→ **ACTIVITY LIST**
a - According to the Jal Lego League article, when and where will the state Lego League finals take place?
b - Copy down the passage of the Jal Lego League article starting at "But these aren’t" and ending at "in the district.".
c - In one to three sentences, describe the problem-solving approach that Johnny Estrada says students develop, according to the Jal Lego League article.

JAL — Imagine the scenario: Resources on Earth — from air to water to energy — are dwindling.
A group of researchers are tasked with finding solutions with the help of robots.
That’s the challenge facing a group of fifth- and sixth-graders at Jal Elementary School as they gear up for the state Lego League finals Feb. 11 in Albuquerque.
As the name implies, everything about the competition revolves around the ubiquitous interlocking blocks that have amused and entertained children of all ages for generations.
But these aren’t the kits you buy at toy stores.
The international non-profit For Inspiration and Recognition of Science and Technology (FIRST) sponsors Lego League programs and competitions at schools in more than 110 countries around the world. In Jal, it’s the first leg of a STEM tripod that touches virtually every student in the district.
“We realize we’re really enriched in science here in the Jal Public Schools,” said Johnny Estrada, one of the three coaches collaborating to lead the district’s Lego League team. The students get “a lot of thinking outside the box. They get into this mindset of learning what the problem is, finding a solution, then testing it and testing it again until the get done what they need.”
FIRST and Denmark-based Lego Group teamed up in 1998 to launch Lego League. The program is focused on learning while instilling the League’s “core values” — discovery, innovation, impact, inclusion, teamwork and fun — through friendly collaborative competition, according to the website firstlegoleague.org.

→ **MATERIAL PROVIDED**

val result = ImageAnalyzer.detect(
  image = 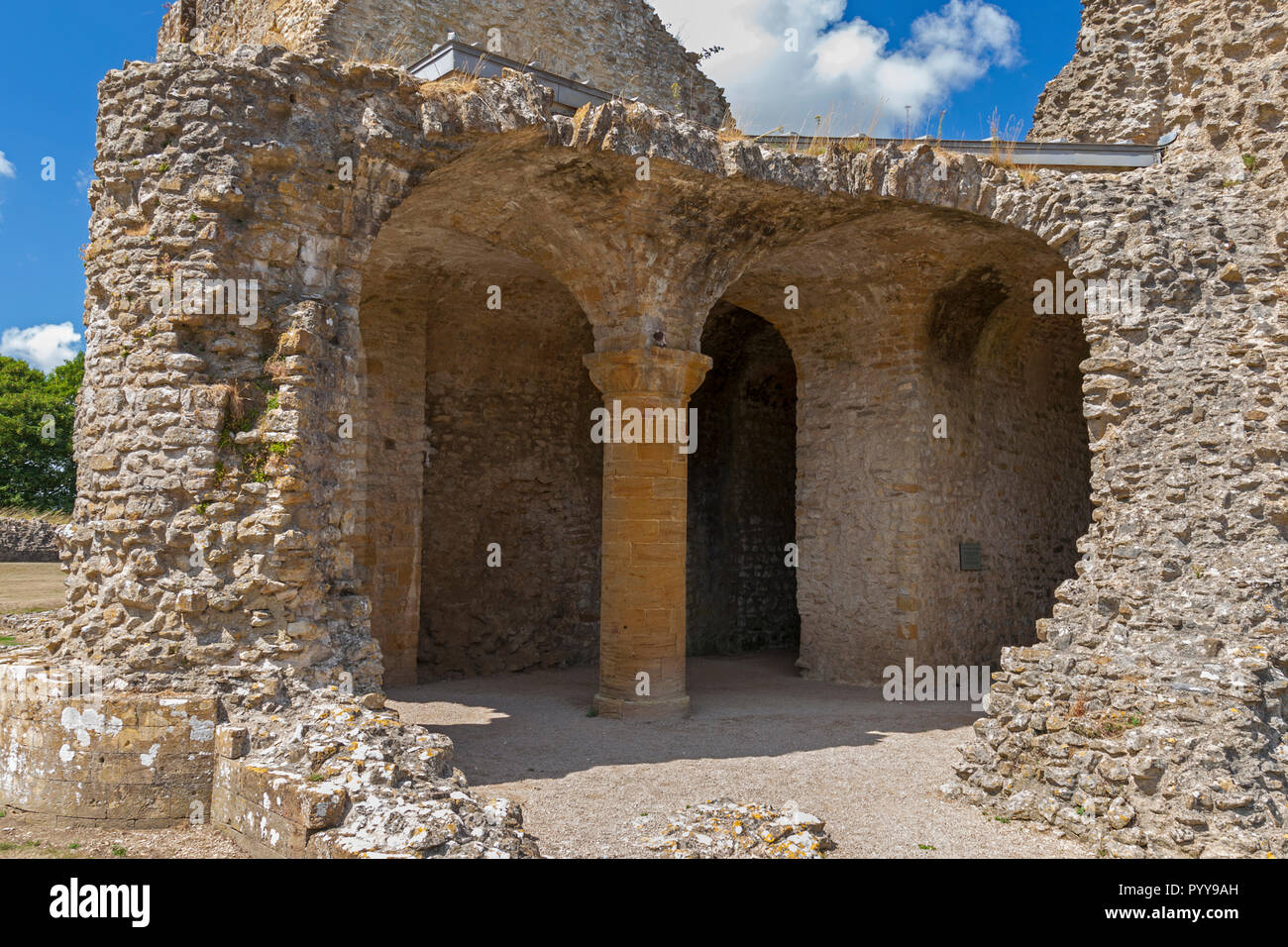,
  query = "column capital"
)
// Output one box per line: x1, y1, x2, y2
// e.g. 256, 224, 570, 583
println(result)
583, 348, 712, 401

→ **ANSWER LIST**
a - Feb. 11 in Albuquerque.

b -
But these aren’t the kits you buy at toy stores.
The international non-profit For Inspiration and Recognition of Science and Technology (FIRST) sponsors Lego League programs and competitions at schools in more than 110 countries around the world. In Jal, it’s the first leg of a STEM tripod that touches virtually every student in the district.

c - Students first learn what the problem is and then find a solution. They test that solution again and again until they get done what they need.